## Exercise text
◆ ◆ ◆
10 January 2012

Nothing in again

Well, my second attempt at fasting did okay. It wasn't as serious as before, but I still kept my harsh parameters of no calories. Got up, weighed myself, drank water, ran, went to work. This time, I was feeling not so hot after my ride home from work and decided to have a meal shake at 22 hours and around 7 had a banana and bagel. Twenty-four hours and some change. Naomi's been ill and the whole house has been a bit sedated, and I didn't think I was going to make it through the day. Anyway, I felt like I needed to get some energy and I'm not sure the 36 hour fast is going to work, particularly on days when I'm riding my bike and/or running, like I did yesterday.

It's clear to me that if I'm interested in staying healthy and sane, I gotta think about caloric intake and body weight. I stopped weighing myself everyday in October to stop obsessing about my weight, but I found myself in a much more stupid predicament: wondering if I was gaining weight. How stupid is that. Looking in the mirror and thinking, have I put on weight? So, screw that, I'm back to weighing myself. It's been much better the last couple of days of doing it.

And I have to think about caloric intake. Again, I think this is the best way for me to deal with things, instead of trying to eye-ball it. Helps me feel much more in control and less concerned about the trajectory of my life.

Am I thinking about my health to escape thinking about other, more important things, like, uh, my future? Yes. I mean, no. No, I'm not.

Naomi has an infection: she's going to be okay, but it's miserable when one of the kids is sick. Yoko's a trooper: I'm distant and confused, as per usual.

'Is it too much to pray to be rich forever?' -Rick Ross. Yes, Rick. It is.

Gotta run tonight for 5 miles. Going to run home. Run home. I like that. Supervision tomorrow which will set me back six-or seven weeks back. I'll do my best.
◆ ◆ ◆
## Supplied records

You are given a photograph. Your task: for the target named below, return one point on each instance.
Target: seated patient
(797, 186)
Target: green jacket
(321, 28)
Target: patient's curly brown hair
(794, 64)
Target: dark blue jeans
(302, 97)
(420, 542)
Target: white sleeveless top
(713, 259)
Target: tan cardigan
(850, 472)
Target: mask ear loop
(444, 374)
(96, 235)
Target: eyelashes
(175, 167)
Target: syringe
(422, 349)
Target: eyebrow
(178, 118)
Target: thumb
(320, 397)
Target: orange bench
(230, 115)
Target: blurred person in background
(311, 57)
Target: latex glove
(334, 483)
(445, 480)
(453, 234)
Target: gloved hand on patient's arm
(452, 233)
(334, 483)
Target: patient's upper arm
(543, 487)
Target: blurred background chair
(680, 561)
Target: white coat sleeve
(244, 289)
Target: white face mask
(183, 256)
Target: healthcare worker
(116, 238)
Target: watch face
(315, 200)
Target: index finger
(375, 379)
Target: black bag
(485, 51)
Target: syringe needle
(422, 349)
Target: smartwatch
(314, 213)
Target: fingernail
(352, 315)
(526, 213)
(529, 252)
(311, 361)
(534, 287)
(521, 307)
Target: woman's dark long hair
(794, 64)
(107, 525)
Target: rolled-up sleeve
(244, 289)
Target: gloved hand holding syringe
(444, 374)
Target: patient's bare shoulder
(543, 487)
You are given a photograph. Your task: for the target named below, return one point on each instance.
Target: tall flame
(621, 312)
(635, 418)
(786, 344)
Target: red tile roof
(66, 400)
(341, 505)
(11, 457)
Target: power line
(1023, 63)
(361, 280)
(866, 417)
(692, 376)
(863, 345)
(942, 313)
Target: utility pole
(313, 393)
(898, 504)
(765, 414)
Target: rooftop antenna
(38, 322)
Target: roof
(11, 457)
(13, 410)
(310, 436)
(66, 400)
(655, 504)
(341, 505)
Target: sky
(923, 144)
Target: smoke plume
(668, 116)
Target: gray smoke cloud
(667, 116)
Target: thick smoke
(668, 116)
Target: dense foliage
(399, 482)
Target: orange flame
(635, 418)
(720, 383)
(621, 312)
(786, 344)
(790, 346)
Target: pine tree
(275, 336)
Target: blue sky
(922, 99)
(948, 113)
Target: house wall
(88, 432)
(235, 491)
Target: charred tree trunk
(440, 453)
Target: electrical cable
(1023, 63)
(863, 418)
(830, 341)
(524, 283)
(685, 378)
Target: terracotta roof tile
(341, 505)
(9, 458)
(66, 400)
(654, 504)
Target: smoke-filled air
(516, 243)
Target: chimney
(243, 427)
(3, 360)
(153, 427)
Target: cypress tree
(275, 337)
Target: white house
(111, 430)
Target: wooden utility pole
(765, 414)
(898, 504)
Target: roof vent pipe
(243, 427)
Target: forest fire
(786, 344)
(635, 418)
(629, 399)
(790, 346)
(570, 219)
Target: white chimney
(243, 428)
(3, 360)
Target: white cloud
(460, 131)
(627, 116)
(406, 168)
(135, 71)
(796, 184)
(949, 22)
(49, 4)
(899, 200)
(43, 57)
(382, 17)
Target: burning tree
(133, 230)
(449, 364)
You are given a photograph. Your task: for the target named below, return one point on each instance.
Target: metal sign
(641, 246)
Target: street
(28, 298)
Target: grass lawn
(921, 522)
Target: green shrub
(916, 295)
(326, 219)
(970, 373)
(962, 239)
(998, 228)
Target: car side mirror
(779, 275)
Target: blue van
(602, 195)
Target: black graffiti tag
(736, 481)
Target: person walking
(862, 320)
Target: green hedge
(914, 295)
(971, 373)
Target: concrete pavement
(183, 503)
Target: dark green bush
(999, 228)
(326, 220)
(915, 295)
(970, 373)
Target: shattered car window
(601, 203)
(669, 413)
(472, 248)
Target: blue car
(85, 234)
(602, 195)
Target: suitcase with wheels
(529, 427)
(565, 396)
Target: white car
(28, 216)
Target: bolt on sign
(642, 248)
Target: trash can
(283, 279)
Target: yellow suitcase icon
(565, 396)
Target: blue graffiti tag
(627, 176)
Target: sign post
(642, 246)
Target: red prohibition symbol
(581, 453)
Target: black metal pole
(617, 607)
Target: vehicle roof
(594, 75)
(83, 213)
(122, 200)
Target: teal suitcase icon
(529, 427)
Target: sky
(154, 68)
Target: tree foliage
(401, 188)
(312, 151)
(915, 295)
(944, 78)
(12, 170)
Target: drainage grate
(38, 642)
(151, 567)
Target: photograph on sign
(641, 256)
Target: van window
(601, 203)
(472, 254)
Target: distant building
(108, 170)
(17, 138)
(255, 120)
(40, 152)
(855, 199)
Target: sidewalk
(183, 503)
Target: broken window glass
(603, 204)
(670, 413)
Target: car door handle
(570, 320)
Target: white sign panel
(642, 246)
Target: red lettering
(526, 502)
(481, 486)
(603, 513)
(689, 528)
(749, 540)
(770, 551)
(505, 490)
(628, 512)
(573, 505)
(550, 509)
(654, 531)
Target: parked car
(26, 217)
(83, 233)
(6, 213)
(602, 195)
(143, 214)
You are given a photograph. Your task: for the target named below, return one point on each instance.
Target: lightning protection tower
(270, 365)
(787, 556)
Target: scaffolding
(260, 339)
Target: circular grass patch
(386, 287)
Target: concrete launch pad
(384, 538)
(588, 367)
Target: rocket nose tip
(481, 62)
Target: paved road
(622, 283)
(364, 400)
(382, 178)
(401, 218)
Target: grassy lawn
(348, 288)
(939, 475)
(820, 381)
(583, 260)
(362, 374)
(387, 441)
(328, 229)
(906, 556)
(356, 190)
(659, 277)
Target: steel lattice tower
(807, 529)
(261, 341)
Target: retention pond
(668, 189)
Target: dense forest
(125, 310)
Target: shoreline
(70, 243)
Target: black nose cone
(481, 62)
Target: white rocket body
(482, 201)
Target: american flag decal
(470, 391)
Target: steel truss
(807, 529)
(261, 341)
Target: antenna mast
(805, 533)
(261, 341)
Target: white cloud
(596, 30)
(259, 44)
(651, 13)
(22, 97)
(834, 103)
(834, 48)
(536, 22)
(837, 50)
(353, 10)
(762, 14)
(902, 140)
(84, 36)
◆ ◆ ◆
## Problem description
In the entry dated 10 January 2012, what did the writer stop doing in October, and why?

## Task output
The writer stopped weighing themselves every day to stop obsessing about their weight.